» Data extract:
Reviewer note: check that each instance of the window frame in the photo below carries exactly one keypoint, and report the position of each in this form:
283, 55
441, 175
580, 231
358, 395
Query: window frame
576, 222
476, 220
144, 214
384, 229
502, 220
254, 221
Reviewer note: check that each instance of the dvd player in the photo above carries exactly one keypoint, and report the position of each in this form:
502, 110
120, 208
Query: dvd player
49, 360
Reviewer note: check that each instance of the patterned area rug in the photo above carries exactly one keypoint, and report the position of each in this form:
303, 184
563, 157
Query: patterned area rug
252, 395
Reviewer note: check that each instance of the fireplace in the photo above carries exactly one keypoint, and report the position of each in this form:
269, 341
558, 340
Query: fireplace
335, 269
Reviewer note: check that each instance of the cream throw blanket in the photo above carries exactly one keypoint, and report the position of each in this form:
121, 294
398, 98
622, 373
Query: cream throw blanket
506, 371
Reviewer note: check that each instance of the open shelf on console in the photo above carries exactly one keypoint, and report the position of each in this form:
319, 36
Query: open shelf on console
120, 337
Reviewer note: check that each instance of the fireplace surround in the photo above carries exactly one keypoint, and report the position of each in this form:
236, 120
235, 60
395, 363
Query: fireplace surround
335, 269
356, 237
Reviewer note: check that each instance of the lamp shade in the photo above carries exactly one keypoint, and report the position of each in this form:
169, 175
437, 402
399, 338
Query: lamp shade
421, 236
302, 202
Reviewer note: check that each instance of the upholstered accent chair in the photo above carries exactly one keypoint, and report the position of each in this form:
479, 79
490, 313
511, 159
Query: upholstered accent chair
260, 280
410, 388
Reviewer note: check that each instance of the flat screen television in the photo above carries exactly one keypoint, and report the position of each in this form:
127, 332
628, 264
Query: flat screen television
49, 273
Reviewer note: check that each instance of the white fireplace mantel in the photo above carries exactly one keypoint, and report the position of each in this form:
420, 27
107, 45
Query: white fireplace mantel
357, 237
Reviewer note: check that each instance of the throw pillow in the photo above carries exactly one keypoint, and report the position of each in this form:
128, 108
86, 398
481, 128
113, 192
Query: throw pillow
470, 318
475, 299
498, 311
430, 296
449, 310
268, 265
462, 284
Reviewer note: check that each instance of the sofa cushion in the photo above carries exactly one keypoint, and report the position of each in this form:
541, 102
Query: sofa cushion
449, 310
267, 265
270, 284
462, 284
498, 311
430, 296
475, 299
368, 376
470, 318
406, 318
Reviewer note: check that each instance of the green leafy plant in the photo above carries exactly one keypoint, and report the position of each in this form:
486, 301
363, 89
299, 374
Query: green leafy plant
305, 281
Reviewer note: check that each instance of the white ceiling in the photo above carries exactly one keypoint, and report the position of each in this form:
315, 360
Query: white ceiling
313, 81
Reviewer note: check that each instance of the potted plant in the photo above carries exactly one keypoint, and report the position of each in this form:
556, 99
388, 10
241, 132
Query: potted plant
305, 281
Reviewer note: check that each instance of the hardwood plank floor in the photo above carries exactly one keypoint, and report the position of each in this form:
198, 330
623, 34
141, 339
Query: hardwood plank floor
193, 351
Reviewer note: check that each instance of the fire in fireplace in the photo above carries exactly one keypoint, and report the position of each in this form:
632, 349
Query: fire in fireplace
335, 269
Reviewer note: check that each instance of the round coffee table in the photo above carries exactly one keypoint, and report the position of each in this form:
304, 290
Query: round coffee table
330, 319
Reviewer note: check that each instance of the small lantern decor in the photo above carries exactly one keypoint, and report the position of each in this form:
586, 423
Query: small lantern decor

» Required task:
Can you copy the material from the line containing "Reviewer note: check that each instance of the round" through the end of the material, requests included, with every answer point coordinate multiplied by 1.4 and rounded to a whole number (halves round up)? Keep the requests and their sample coordinates unchanged.

» Written solution:
Reviewer note: check that each instance of the round coffee table in the photo above carries exactly one keypoint, and report the position of each in this form:
304, 290
Query: round coffee table
462, 447
Reviewer note: check that each instance of the small lantern decor in the photo above carries exactly one keypoint, and report the position of each in this form:
586, 423
Query: small lantern decor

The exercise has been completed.